===== INFORMATION PROVIDED =====
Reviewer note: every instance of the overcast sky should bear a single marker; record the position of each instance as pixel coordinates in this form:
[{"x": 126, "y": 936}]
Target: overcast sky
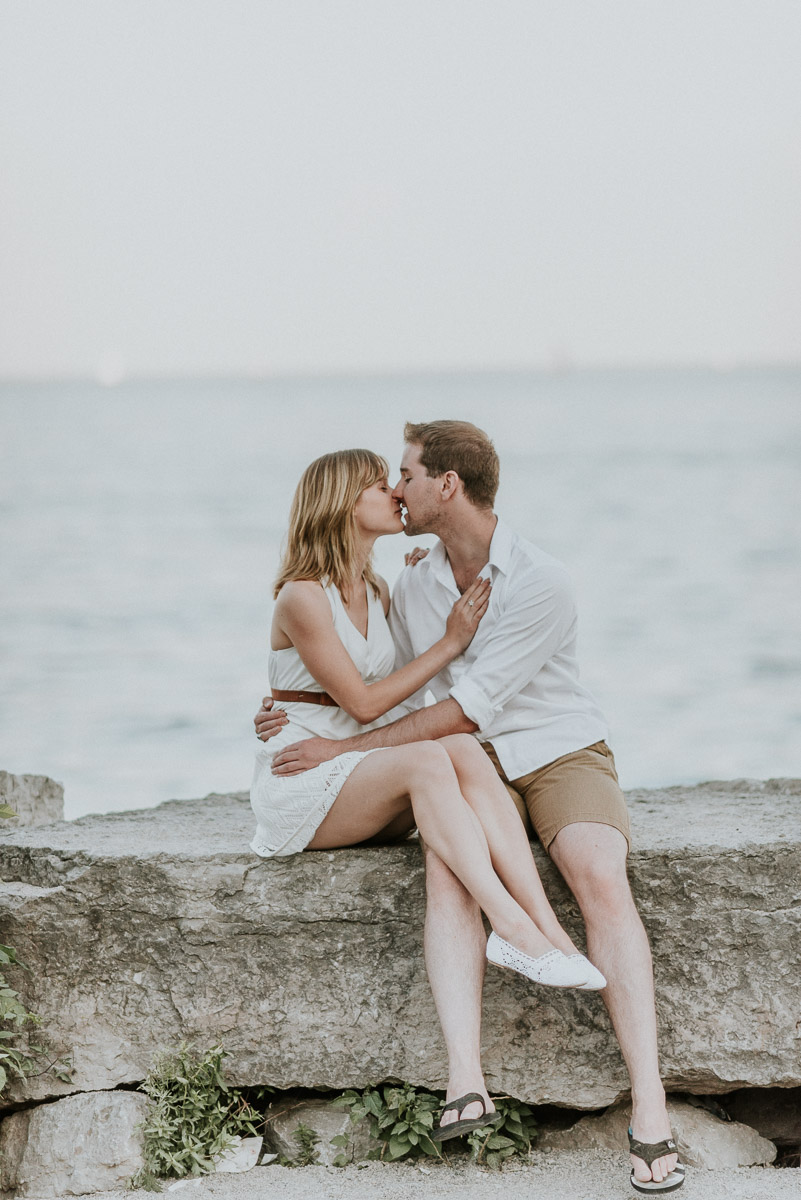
[{"x": 259, "y": 186}]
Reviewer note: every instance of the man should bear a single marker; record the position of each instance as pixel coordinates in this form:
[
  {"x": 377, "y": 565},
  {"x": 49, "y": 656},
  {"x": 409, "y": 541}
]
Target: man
[{"x": 517, "y": 689}]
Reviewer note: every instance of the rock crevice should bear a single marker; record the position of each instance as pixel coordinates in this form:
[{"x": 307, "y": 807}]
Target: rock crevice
[{"x": 148, "y": 928}]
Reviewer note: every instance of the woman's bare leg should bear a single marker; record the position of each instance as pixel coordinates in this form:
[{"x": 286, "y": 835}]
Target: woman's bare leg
[
  {"x": 509, "y": 845},
  {"x": 379, "y": 790}
]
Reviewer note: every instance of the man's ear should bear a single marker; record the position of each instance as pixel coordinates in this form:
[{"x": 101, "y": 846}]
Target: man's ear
[{"x": 450, "y": 485}]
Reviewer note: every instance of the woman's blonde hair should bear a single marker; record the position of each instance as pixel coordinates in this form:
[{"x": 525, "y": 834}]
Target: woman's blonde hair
[{"x": 321, "y": 540}]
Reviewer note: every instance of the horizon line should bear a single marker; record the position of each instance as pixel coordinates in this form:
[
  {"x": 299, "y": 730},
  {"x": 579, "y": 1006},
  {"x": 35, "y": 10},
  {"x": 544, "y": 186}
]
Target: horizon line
[{"x": 357, "y": 373}]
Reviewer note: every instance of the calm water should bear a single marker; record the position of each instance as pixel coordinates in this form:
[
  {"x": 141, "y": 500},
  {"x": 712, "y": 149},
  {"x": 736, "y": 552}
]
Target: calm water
[{"x": 140, "y": 527}]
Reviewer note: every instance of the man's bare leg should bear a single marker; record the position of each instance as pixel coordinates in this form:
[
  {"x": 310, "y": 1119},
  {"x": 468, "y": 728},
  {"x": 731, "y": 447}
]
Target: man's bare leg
[
  {"x": 591, "y": 857},
  {"x": 455, "y": 946}
]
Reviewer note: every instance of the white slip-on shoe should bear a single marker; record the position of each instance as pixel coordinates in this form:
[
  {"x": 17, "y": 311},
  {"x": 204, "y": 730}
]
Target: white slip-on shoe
[
  {"x": 553, "y": 967},
  {"x": 596, "y": 981}
]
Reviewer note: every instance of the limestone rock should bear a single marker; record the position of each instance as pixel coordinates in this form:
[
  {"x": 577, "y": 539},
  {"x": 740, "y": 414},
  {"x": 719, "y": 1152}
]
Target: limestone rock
[
  {"x": 703, "y": 1139},
  {"x": 36, "y": 799},
  {"x": 774, "y": 1114},
  {"x": 145, "y": 928},
  {"x": 80, "y": 1144},
  {"x": 327, "y": 1122}
]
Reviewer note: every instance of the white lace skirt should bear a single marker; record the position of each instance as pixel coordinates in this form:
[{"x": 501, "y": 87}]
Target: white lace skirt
[{"x": 289, "y": 809}]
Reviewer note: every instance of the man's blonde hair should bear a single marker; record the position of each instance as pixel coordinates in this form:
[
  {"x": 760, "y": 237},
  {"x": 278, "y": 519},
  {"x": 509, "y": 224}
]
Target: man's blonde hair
[
  {"x": 321, "y": 539},
  {"x": 463, "y": 448}
]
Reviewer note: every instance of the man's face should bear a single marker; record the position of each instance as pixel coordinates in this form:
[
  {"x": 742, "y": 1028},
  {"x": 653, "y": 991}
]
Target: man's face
[{"x": 419, "y": 495}]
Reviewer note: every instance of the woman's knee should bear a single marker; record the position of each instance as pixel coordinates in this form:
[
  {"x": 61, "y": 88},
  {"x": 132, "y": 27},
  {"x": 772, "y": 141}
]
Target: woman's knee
[{"x": 428, "y": 762}]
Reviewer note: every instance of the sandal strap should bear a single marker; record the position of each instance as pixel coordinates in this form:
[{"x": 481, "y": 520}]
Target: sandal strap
[
  {"x": 462, "y": 1102},
  {"x": 649, "y": 1151}
]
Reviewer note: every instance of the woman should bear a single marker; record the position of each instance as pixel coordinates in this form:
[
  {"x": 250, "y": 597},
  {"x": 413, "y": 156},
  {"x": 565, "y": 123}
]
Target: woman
[{"x": 331, "y": 659}]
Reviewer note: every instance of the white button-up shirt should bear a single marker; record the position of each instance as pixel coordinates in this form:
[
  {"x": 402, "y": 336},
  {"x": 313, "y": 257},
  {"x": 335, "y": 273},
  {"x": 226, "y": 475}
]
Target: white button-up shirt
[{"x": 518, "y": 678}]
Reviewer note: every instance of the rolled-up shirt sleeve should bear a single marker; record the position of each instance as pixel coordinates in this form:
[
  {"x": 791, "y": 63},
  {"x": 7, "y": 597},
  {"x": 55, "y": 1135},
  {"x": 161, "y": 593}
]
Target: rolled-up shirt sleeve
[{"x": 528, "y": 631}]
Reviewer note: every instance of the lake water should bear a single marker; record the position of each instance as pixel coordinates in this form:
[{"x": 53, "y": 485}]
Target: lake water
[{"x": 140, "y": 528}]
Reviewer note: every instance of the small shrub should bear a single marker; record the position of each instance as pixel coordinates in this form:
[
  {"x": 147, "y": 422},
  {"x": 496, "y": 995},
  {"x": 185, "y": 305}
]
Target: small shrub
[
  {"x": 307, "y": 1153},
  {"x": 194, "y": 1119},
  {"x": 402, "y": 1117},
  {"x": 17, "y": 1055},
  {"x": 399, "y": 1116}
]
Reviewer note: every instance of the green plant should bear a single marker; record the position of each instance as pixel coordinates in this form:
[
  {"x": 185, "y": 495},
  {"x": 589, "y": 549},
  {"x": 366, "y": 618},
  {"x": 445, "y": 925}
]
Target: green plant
[
  {"x": 196, "y": 1116},
  {"x": 512, "y": 1137},
  {"x": 17, "y": 1054},
  {"x": 307, "y": 1153},
  {"x": 402, "y": 1117},
  {"x": 399, "y": 1116}
]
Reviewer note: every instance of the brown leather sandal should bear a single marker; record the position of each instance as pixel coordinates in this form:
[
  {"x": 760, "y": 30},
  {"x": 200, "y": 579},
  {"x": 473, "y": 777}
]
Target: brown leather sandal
[
  {"x": 458, "y": 1128},
  {"x": 649, "y": 1151}
]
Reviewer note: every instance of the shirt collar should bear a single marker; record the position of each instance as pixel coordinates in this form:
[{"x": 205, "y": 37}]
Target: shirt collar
[
  {"x": 500, "y": 551},
  {"x": 500, "y": 547}
]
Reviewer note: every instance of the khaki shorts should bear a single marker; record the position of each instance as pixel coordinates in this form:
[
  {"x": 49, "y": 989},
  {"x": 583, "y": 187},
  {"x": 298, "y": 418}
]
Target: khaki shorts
[{"x": 579, "y": 786}]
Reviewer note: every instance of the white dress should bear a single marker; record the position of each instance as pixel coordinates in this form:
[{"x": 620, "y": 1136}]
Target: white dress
[{"x": 289, "y": 809}]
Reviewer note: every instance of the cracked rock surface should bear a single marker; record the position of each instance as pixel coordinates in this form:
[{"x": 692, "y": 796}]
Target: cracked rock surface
[{"x": 145, "y": 928}]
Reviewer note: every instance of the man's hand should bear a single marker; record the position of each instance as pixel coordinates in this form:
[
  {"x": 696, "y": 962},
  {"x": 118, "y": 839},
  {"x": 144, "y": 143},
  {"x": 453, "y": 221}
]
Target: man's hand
[
  {"x": 301, "y": 756},
  {"x": 269, "y": 720}
]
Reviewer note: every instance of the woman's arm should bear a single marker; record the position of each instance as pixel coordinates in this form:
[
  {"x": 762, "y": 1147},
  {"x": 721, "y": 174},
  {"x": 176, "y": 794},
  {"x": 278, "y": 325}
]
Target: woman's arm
[{"x": 302, "y": 615}]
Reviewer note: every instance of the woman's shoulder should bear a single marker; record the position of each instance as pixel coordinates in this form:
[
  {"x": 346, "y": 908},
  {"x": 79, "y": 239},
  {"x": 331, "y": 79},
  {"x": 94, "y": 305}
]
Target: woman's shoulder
[
  {"x": 384, "y": 593},
  {"x": 303, "y": 595}
]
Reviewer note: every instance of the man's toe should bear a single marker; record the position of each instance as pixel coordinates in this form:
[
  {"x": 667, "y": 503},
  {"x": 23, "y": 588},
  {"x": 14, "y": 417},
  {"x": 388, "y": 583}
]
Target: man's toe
[{"x": 642, "y": 1173}]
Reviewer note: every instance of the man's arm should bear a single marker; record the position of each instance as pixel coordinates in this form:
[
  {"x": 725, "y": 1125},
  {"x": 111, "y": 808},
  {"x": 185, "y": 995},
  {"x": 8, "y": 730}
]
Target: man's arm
[{"x": 425, "y": 725}]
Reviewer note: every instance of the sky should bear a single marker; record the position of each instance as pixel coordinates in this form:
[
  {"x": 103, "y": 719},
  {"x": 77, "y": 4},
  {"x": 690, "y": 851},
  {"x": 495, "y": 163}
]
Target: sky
[{"x": 305, "y": 186}]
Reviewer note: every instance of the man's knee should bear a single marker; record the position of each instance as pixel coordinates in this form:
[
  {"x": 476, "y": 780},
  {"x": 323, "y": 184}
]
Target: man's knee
[
  {"x": 441, "y": 885},
  {"x": 591, "y": 857}
]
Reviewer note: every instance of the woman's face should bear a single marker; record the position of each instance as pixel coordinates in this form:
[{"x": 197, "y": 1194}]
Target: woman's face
[{"x": 377, "y": 513}]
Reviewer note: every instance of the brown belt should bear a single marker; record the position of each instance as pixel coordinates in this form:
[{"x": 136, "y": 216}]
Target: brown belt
[{"x": 305, "y": 697}]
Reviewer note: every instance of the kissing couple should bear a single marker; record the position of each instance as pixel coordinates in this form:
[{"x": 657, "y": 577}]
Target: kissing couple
[{"x": 487, "y": 623}]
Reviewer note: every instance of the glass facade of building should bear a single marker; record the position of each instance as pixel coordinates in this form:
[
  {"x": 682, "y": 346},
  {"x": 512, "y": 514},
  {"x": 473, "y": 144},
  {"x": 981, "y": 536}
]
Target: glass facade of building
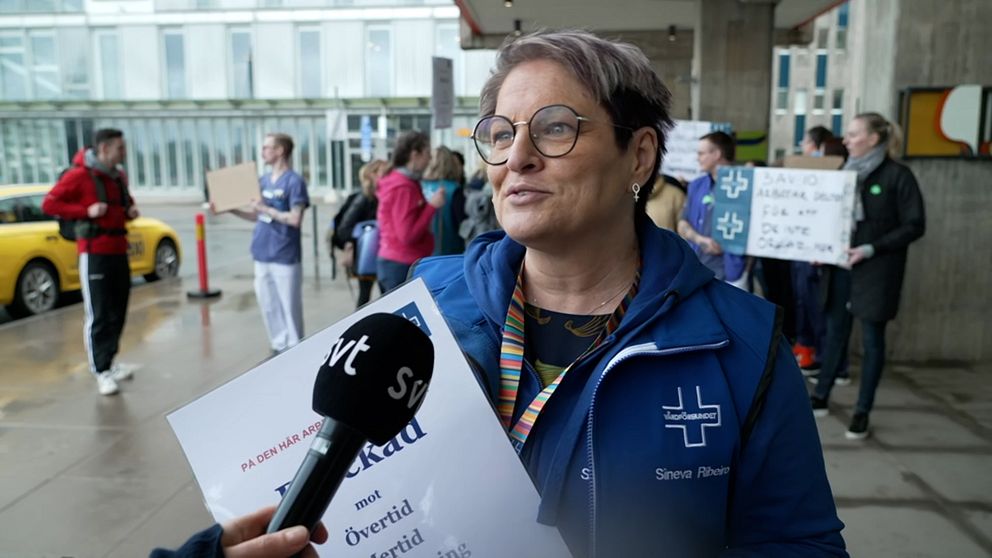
[{"x": 196, "y": 87}]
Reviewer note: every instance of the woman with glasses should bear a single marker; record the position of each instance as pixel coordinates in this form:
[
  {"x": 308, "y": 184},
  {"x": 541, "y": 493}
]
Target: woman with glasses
[{"x": 655, "y": 408}]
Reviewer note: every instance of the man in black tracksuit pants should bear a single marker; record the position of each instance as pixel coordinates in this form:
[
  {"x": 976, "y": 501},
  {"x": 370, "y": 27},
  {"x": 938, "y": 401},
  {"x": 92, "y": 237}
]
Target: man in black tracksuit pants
[{"x": 102, "y": 210}]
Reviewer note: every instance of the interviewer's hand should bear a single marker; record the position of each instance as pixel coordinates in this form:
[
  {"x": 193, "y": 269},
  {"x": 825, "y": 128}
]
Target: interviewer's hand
[{"x": 245, "y": 537}]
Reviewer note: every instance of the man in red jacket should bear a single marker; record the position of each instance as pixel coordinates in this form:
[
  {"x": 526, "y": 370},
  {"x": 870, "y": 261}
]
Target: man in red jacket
[{"x": 101, "y": 241}]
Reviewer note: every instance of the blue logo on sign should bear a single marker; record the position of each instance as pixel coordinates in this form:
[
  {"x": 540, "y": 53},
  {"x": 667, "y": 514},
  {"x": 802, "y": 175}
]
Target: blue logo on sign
[{"x": 412, "y": 313}]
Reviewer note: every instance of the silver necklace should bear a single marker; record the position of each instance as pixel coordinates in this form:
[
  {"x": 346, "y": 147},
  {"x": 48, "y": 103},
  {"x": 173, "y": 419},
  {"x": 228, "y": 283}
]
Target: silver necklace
[{"x": 533, "y": 301}]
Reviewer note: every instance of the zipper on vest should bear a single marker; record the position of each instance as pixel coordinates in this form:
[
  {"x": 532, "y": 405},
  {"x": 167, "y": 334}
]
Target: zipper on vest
[{"x": 643, "y": 349}]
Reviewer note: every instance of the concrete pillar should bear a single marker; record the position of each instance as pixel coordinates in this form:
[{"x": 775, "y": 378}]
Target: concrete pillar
[
  {"x": 671, "y": 57},
  {"x": 732, "y": 66},
  {"x": 944, "y": 315}
]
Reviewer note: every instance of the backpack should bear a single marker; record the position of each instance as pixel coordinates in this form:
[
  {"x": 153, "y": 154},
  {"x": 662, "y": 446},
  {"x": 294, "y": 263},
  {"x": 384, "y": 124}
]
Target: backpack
[
  {"x": 337, "y": 238},
  {"x": 366, "y": 236},
  {"x": 480, "y": 216},
  {"x": 73, "y": 229}
]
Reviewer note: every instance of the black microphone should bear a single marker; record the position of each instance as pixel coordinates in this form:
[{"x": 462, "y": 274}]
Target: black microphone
[{"x": 368, "y": 390}]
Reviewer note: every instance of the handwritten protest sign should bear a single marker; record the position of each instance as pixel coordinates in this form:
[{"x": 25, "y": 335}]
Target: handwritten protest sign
[
  {"x": 789, "y": 214},
  {"x": 233, "y": 187},
  {"x": 448, "y": 485}
]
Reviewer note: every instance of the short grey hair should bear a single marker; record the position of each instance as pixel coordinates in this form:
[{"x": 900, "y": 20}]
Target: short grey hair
[{"x": 618, "y": 76}]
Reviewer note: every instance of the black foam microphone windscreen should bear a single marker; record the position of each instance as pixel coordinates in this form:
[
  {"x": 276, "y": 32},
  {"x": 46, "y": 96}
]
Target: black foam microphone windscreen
[{"x": 368, "y": 389}]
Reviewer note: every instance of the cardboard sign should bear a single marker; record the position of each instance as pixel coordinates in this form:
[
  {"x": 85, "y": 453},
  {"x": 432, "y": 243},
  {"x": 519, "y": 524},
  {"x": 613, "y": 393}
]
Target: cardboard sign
[
  {"x": 233, "y": 187},
  {"x": 450, "y": 484},
  {"x": 827, "y": 162},
  {"x": 788, "y": 214}
]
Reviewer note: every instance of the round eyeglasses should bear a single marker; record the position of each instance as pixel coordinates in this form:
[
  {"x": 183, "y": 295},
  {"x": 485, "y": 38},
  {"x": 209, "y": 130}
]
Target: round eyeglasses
[{"x": 554, "y": 131}]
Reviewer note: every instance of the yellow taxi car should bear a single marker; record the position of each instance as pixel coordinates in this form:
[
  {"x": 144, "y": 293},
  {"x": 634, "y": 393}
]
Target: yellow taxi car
[{"x": 37, "y": 265}]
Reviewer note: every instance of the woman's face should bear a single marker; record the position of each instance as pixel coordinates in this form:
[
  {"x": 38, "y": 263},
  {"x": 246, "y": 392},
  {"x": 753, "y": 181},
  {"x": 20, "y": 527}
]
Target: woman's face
[
  {"x": 550, "y": 203},
  {"x": 709, "y": 156},
  {"x": 858, "y": 140}
]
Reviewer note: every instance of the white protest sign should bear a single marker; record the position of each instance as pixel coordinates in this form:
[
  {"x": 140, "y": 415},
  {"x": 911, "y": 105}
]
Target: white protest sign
[
  {"x": 449, "y": 485},
  {"x": 682, "y": 143},
  {"x": 788, "y": 214}
]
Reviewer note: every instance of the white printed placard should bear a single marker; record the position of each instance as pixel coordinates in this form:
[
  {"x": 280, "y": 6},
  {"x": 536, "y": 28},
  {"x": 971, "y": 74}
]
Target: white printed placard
[
  {"x": 449, "y": 485},
  {"x": 788, "y": 214},
  {"x": 682, "y": 144}
]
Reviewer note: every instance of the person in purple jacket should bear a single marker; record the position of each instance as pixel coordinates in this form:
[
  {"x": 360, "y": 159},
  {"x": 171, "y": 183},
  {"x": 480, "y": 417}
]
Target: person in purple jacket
[
  {"x": 657, "y": 410},
  {"x": 716, "y": 149}
]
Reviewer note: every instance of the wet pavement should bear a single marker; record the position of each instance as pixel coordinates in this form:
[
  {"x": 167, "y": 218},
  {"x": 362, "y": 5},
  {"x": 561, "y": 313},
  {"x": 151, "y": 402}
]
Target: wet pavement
[{"x": 82, "y": 475}]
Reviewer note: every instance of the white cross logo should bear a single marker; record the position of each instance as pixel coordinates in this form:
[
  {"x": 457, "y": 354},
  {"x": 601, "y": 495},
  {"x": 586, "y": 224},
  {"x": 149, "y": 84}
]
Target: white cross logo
[
  {"x": 734, "y": 183},
  {"x": 703, "y": 416},
  {"x": 729, "y": 225}
]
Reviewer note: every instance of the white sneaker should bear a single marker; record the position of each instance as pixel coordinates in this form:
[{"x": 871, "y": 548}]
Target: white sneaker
[
  {"x": 120, "y": 371},
  {"x": 106, "y": 384}
]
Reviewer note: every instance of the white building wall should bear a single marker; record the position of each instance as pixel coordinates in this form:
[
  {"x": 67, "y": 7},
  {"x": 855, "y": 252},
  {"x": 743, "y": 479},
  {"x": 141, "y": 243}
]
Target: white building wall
[
  {"x": 478, "y": 64},
  {"x": 141, "y": 61},
  {"x": 274, "y": 61},
  {"x": 344, "y": 50},
  {"x": 413, "y": 47},
  {"x": 207, "y": 48}
]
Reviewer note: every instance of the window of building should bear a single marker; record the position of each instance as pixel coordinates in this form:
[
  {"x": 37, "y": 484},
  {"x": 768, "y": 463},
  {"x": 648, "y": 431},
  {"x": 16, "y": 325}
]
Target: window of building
[
  {"x": 799, "y": 101},
  {"x": 447, "y": 44},
  {"x": 782, "y": 92},
  {"x": 379, "y": 62},
  {"x": 783, "y": 69},
  {"x": 821, "y": 70},
  {"x": 75, "y": 48},
  {"x": 40, "y": 6},
  {"x": 837, "y": 113},
  {"x": 173, "y": 44},
  {"x": 821, "y": 37},
  {"x": 44, "y": 65},
  {"x": 13, "y": 67},
  {"x": 819, "y": 94},
  {"x": 818, "y": 101},
  {"x": 241, "y": 64},
  {"x": 310, "y": 67},
  {"x": 843, "y": 13},
  {"x": 109, "y": 59},
  {"x": 798, "y": 133},
  {"x": 781, "y": 100}
]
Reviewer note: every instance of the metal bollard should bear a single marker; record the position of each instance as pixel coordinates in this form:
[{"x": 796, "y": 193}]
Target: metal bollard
[{"x": 201, "y": 257}]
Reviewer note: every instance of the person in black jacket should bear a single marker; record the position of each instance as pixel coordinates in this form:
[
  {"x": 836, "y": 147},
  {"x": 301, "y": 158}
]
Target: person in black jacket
[
  {"x": 363, "y": 209},
  {"x": 888, "y": 216}
]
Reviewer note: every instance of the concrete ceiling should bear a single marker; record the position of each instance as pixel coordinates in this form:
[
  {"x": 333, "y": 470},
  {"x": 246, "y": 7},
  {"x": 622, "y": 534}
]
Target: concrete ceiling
[{"x": 491, "y": 18}]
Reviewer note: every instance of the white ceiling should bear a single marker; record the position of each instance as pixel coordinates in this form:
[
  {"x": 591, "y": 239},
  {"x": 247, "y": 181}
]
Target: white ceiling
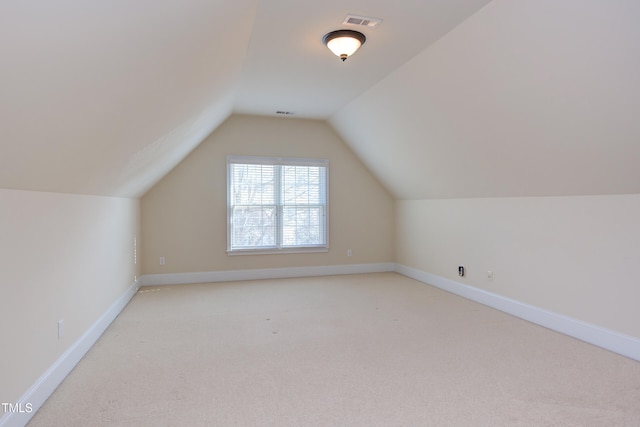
[
  {"x": 447, "y": 98},
  {"x": 106, "y": 97}
]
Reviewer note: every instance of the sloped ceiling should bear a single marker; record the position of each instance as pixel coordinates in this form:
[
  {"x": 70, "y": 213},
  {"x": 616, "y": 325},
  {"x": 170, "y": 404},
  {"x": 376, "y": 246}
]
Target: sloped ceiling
[
  {"x": 464, "y": 98},
  {"x": 525, "y": 98}
]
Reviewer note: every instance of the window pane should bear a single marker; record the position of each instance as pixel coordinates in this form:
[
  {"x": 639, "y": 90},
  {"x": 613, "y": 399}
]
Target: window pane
[
  {"x": 303, "y": 226},
  {"x": 253, "y": 227},
  {"x": 276, "y": 203},
  {"x": 302, "y": 185},
  {"x": 253, "y": 184}
]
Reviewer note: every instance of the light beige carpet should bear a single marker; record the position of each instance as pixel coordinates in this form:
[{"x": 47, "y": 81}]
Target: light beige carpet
[{"x": 360, "y": 350}]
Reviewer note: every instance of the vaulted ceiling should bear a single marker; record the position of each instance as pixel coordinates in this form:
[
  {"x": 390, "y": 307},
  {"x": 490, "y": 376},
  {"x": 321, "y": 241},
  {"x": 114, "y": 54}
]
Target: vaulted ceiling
[{"x": 447, "y": 98}]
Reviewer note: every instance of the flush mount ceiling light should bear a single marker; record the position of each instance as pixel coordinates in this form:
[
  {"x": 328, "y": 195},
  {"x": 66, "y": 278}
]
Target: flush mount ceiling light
[{"x": 344, "y": 43}]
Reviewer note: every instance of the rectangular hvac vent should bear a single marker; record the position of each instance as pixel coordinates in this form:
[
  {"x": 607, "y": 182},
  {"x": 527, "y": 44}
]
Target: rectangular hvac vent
[{"x": 362, "y": 21}]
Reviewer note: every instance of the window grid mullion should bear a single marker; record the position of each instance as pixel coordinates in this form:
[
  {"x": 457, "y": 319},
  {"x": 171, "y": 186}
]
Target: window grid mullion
[{"x": 279, "y": 202}]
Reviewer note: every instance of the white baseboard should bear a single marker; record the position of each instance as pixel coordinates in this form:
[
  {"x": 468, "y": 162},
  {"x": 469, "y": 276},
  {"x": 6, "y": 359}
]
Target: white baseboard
[
  {"x": 40, "y": 391},
  {"x": 264, "y": 273},
  {"x": 619, "y": 343}
]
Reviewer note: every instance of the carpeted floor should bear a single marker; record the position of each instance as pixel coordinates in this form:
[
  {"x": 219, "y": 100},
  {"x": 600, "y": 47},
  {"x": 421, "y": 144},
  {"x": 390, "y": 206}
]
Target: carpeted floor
[{"x": 358, "y": 350}]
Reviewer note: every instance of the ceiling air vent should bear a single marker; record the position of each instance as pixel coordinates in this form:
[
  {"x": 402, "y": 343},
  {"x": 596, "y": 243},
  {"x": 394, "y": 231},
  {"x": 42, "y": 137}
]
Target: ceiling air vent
[{"x": 361, "y": 21}]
=====
EXERCISE DIRECTIONS => Look above for the line containing "Reviewer note: every instance of the carpeted"; copy from it through the last line, exactly, and nothing more.

ANSWER TO THE EXERCISE =>
Reviewer note: every instance of the carpeted floor should bear a single marker; record the position of each instance as pixel coordinates in this form:
[
  {"x": 219, "y": 100},
  {"x": 600, "y": 47},
  {"x": 421, "y": 144},
  {"x": 390, "y": 206}
]
Target: carpeted floor
[{"x": 358, "y": 350}]
Reviewer note: every instance of the ceiling air vent should bear a single marker; record the position of each instance as pixel coordinates in this form:
[
  {"x": 402, "y": 343},
  {"x": 596, "y": 243},
  {"x": 394, "y": 231},
  {"x": 42, "y": 137}
]
Target: ceiling air vent
[{"x": 361, "y": 21}]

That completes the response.